SOURCE DOCUMENT
━━━━

Boost logo

Boost :

From: Miro Jurisic (macdev_at_[hidden])
Date: 2004-10-20 02:53:15


In article <001301c4b635$bda16750$6501a8c0_at_pdimov2>,
 "Peter Dimov" <pdimov_at_[hidden]> wrote:

> My opinion is that the std::char_traits<> experiment failed and conclusively
> demonstrated that the "string as a value" approach is a dead end, and that
> practical string libraries must treat a string as a sequential container,
> vector<char>, vector<char16_t> and vector<char32_t> in our case.
>
> The interpretation of that sequence of integers as a concrete string value
> representation needs to be done by algorithms.

There is no dispute that the rep of the string needs to be a container. (Though
I do not agree that it's obvious that it should be a vector.) However, the
basic_string interface grafted on top of a container of Unicode code units will
produce bogus Unicode strings. This is why I strongly believe that basic_string
is not a suitable container for Unicode strings. A separate container which does
not provide convenient and completely incorrect member functions (such as find
and assign) should be used.

━━━━

Dataset records
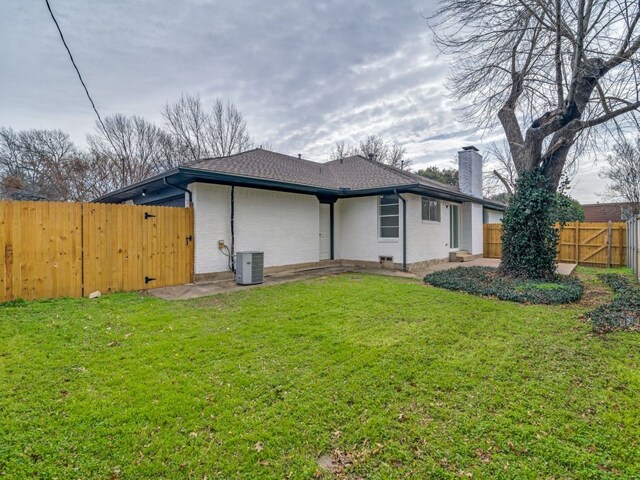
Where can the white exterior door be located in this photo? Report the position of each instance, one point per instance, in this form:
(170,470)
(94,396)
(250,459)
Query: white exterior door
(325,232)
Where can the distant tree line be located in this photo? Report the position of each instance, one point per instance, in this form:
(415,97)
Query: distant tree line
(47,165)
(376,147)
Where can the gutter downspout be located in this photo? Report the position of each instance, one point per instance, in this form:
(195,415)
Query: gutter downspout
(186,190)
(404,230)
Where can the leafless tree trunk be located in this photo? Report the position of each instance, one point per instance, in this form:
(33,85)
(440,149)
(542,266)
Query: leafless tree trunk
(547,71)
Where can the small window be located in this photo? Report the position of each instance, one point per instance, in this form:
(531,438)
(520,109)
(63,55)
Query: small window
(430,209)
(388,217)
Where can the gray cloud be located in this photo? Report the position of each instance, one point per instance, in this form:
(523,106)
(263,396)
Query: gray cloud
(305,74)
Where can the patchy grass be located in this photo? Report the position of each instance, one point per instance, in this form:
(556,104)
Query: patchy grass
(623,312)
(378,377)
(488,282)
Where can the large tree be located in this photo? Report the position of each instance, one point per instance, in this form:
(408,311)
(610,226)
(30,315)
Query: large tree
(199,133)
(548,72)
(129,149)
(375,146)
(39,165)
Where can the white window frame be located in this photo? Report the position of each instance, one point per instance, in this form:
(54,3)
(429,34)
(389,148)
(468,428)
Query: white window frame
(439,210)
(397,215)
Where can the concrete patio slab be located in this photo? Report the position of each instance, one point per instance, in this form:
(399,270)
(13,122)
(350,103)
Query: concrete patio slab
(197,290)
(204,289)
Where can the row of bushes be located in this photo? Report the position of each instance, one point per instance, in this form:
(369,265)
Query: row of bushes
(621,313)
(487,281)
(624,311)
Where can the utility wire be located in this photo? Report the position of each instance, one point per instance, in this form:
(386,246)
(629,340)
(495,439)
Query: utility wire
(86,90)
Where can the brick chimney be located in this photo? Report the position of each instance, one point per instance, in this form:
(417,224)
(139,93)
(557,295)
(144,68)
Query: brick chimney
(470,171)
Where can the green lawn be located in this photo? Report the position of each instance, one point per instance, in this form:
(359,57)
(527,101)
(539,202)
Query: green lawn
(392,378)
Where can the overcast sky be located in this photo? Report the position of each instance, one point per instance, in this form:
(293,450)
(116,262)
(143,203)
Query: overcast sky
(303,73)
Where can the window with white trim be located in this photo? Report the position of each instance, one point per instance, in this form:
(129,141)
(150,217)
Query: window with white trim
(388,216)
(430,209)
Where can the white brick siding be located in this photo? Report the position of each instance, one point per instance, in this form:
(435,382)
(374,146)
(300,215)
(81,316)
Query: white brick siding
(285,226)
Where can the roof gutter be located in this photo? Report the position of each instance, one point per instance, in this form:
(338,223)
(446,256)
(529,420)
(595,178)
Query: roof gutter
(186,190)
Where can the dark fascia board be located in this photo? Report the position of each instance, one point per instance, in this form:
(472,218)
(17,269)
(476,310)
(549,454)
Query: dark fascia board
(255,182)
(185,175)
(423,191)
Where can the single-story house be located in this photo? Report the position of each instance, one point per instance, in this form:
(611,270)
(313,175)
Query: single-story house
(301,212)
(609,212)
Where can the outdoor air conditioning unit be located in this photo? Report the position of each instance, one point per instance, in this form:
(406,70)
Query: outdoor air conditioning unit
(249,268)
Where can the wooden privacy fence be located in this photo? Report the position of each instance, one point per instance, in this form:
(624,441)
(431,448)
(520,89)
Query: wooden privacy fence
(597,244)
(51,249)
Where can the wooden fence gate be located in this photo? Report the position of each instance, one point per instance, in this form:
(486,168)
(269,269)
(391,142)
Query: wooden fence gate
(52,249)
(597,244)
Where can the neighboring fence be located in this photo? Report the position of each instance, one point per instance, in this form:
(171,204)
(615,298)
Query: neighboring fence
(633,247)
(592,244)
(51,249)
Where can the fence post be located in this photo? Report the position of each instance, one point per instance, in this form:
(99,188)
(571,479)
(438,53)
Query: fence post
(576,238)
(609,244)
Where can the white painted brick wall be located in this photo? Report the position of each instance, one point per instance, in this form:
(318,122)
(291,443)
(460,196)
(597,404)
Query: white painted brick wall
(426,240)
(472,220)
(357,232)
(470,173)
(285,226)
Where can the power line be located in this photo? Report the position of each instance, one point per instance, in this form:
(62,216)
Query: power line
(86,90)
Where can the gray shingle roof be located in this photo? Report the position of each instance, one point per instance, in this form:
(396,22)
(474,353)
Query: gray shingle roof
(353,173)
(258,168)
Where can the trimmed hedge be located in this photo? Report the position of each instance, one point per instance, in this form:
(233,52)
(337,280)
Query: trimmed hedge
(487,281)
(623,313)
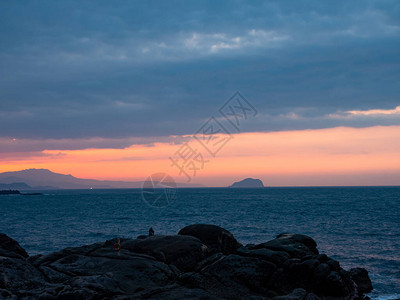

━━━━

DIRECTIVES
**a)** In the mailing-list post on Unicode strings, which two member functions are named as convenient but completely incorrect?
**b)** Echo the mailing-list post on Unicode strings from "Date: 2004-10-20 02:53:15" up to and including "done by algorithms.".
**c)** Proceed with the mailing-list post on Unicode strings, picking up after its final sentence.

OUTPUTS IN ORDER
**a)** find and assign

**b)**
Date: 2004-10-20 02:53:15


In article <001301c4b635$bda16750$6501a8c0_at_pdimov2>,
 "Peter Dimov" <pdimov_at_[hidden]> wrote:

> My opinion is that the std::char_traits<> experiment failed and conclusively
> demonstrated that the "string as a value" approach is a dead end, and that
> practical string libraries must treat a string as a sequential container,
> vector<char>, vector<char16_t> and vector<char32_t> in our case.
>
> The interpretation of that sequence of integers as a concrete string value
> representation needs to be done by algorithms.

**c)**
Consider this; pretend that

 - c and d are characters
 - C and D are the same character with an umlaut
 - C and D do not have precomposed code units in Unicode

basic_string<char16_t> s("Cc");
// pretend assign and find use iterator ranges, for simplicity
s.assign(s.find("c"), "d");

This will result in "Dc", which is completely wrong IMNSHO, and there should not
be a simple interface that allows you to shoot yourself in the foot so
thoroughly.

It is not strings-as-containers that I am opposed to, but the deceptive
simplicity of basic_string member functions.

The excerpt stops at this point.